* **PASSAGE SHOWN**:
Loading Data into a DataFrame Using a Type Parameter
If the structure of your data maps to a class in your application, you can specify a type parameter when loading into a DataFrame.
Specify the application class as the type parameter in the load call. The load infers the schema from the class.
The following example creates a DataFrame with a Person
schema by passing
the Person
class as the type parameter in the load
call:
import org.apache.spark.sql.SparkSession
import com.mapr.db.spark.sql._
case class Address(Pin: Integer, street: String, city: String)
case class Person(_id: String,
First_name: String,
last_name: String,
Address: Address,
Interests: Seq[String])
val df = sparkSession.loadFromMapRDB[Person]("/tmp/user_profiles")

* **DIRECTIONS**:
• A. Reproduce the full passage on loading a DataFrame with a type parameter, word for word.
• B. Write out all of the records again, substituting "stone wall" for each occurrence of "gravel path" and leaving everything else unchanged.
The records after this point have no connection to the passage on loading a DataFrame.

* **EXTRACTED RECORDS**:

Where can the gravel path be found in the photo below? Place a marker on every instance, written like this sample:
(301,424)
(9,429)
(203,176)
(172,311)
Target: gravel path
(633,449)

* **RESULTS OF THE TASKS**:
• A.
Loading Data into a DataFrame Using a Type Parameter
If the structure of your data maps to a class in your application, you can specify a type parameter when loading into a DataFrame.
Specify the application class as the type parameter in the load call. The load infers the schema from the class.
The following example creates a DataFrame with a Person
schema by passing
the Person
class as the type parameter in the load
call:
import org.apache.spark.sql.SparkSession
import com.mapr.db.spark.sql._
case class Address(Pin: Integer, street: String, city: String)
case class Person(_id: String,
First_name: String,
last_name: String,
Address: Address,
Interests: Seq[String])
val df = sparkSession.loadFromMapRDB[Person]("/tmp/user_profiles")

• B.
Where can the stone wall be found in the photo below? Place a marker on every instance, written like this sample:
(301,424)
(9,429)
(203,176)
(172,311)
Target: stone wall
(633,449)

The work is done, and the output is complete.